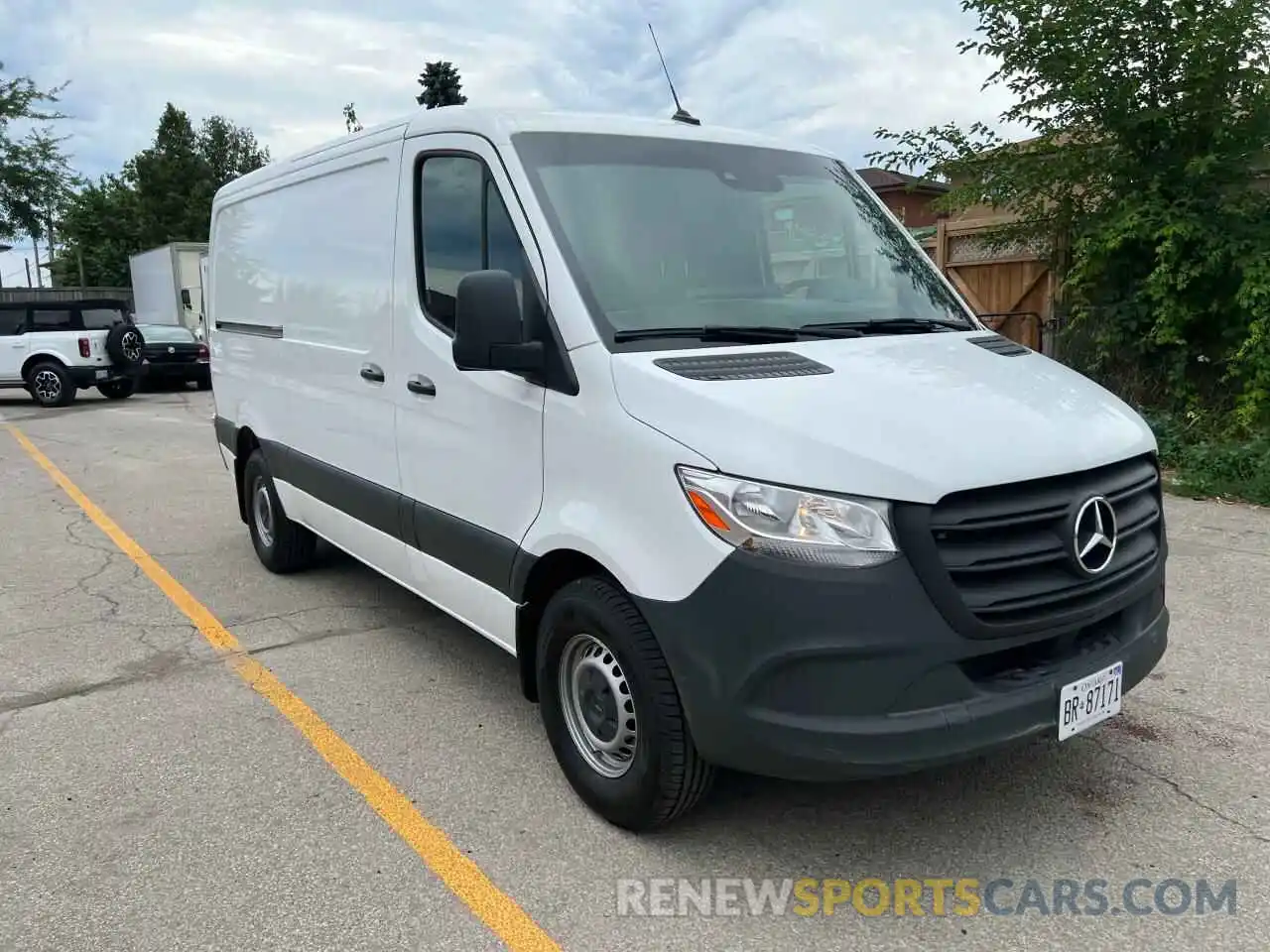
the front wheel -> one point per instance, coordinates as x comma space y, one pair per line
281, 544
117, 389
611, 711
50, 385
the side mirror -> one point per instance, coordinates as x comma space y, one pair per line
489, 333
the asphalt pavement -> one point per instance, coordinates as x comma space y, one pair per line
155, 796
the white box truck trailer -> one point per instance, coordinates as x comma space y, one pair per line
168, 285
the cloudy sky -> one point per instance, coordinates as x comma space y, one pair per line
826, 71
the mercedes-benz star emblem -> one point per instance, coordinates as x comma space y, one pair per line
1093, 535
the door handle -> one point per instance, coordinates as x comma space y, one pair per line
421, 385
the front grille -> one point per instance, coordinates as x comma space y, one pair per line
162, 356
1002, 556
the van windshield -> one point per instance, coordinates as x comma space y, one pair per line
665, 232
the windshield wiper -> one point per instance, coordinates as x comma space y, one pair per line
738, 331
890, 324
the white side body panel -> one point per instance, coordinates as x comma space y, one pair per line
155, 295
305, 264
611, 492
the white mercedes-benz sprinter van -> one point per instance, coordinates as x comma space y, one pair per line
685, 421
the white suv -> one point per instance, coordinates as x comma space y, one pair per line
56, 348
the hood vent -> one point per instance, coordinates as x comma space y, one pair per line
998, 344
760, 366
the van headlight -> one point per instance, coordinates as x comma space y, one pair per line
807, 527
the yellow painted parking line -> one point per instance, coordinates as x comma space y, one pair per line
493, 906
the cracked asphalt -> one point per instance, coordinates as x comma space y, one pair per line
150, 800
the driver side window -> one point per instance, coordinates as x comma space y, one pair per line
462, 226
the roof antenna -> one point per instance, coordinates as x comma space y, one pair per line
681, 114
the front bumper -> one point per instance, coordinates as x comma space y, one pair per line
189, 371
807, 673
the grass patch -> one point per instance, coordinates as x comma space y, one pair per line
1206, 465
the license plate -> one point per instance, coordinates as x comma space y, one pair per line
1088, 701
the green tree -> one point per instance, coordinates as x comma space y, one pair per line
164, 193
35, 171
1150, 125
441, 85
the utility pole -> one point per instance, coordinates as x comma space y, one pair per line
35, 246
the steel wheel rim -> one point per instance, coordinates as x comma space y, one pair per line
48, 386
597, 703
131, 347
262, 508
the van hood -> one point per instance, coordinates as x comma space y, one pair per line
908, 417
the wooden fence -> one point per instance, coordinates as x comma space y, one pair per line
1010, 289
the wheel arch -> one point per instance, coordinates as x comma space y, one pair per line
245, 443
538, 583
42, 357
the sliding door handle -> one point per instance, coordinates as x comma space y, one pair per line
421, 385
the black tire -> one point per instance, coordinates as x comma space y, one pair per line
666, 775
117, 389
123, 345
50, 385
281, 544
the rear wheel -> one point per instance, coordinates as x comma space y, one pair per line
50, 385
117, 389
612, 712
281, 544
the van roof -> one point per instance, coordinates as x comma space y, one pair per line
499, 126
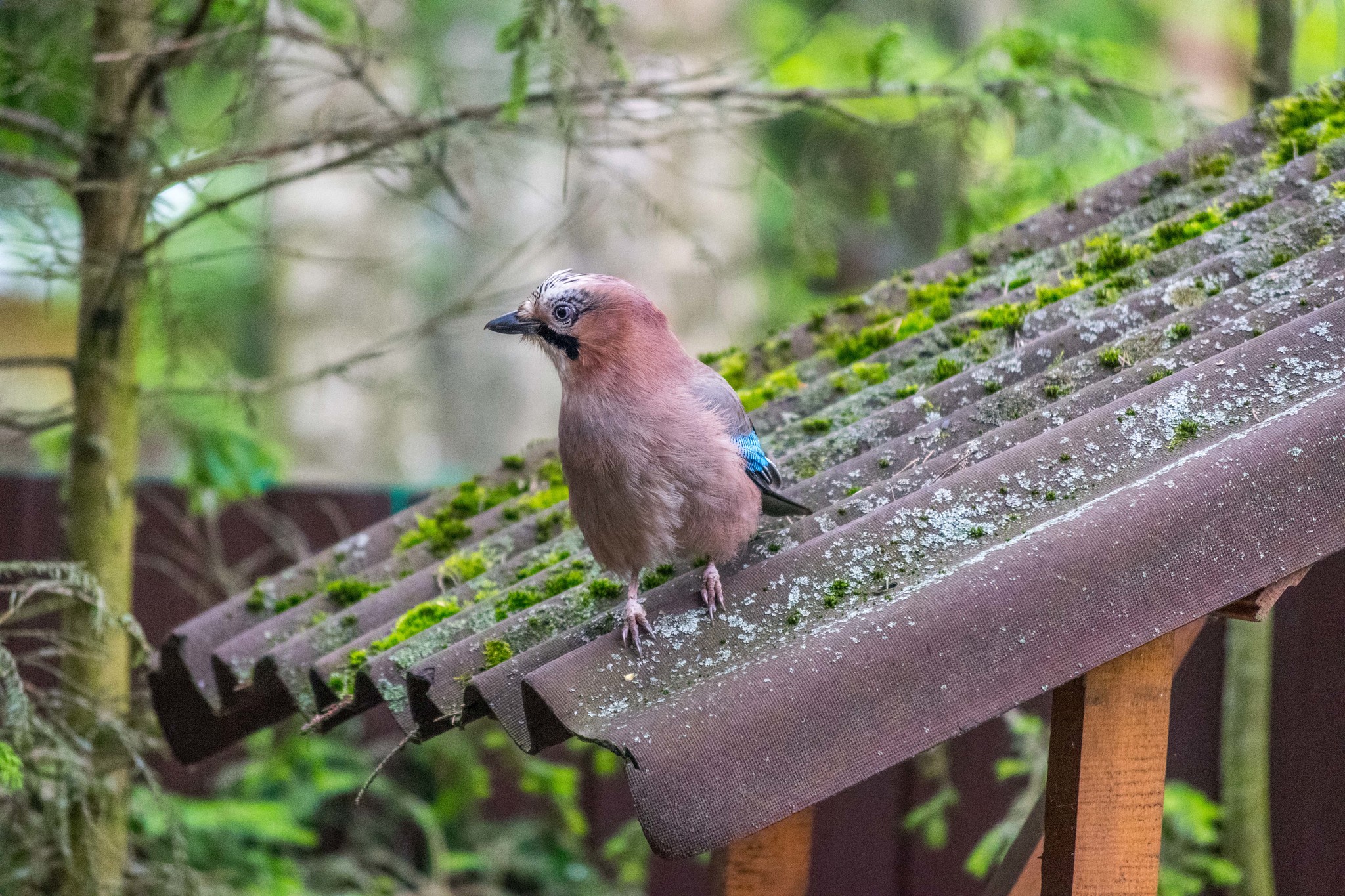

__ACTION ITEM__: Please give again only the lines from the one containing "the roof antenna" through the last line of the entries above, exactly as they stand and without pictures.

__SOLUTION__:
the roof antenna -> one point per instance, coordinates as x comma space y, one pair per line
681, 114
the front bumper -> one point per instance, coordinates as x comma space y, one pair per line
189, 371
807, 673
the grass patch -> one point per instance, coordinates as x comma space y, one pair per line
1206, 465
the license plate -> one point per instance, coordinates as x comma space y, one pair per line
1088, 701
the green tree -> one point per instance, coordinates as x comma space y, one pair per line
164, 193
35, 171
1150, 125
441, 85
the utility pole -> one point per instance, coordinates as x comma space y, one pair per line
35, 246
the steel wheel rim -> one point per instance, coordinates as x comma space y, one pair per line
48, 386
597, 703
131, 347
262, 508
the van hood -> one point per instance, coordinates as x comma space y, one pair per line
908, 417
the wooden fence -> one point per instance, coordinates as x comma space y, one pair per line
1010, 289
the wheel arch -> one point per instance, coordinates as x comma space y, one pair per line
245, 443
538, 583
42, 357
the sliding door handle -> one point per instance, coordinates as x comma space y, one pair per line
421, 385
the black tire -> one point per instance, coordinates as x comma space y, one pair per line
666, 775
117, 389
123, 345
50, 385
281, 544
the rear wheel -> one point per instance, coordinates as x comma space y, one pair per line
50, 385
117, 389
612, 712
281, 544
the van roof -> one point per instance, coordinates as x comma space y, one pair per line
499, 126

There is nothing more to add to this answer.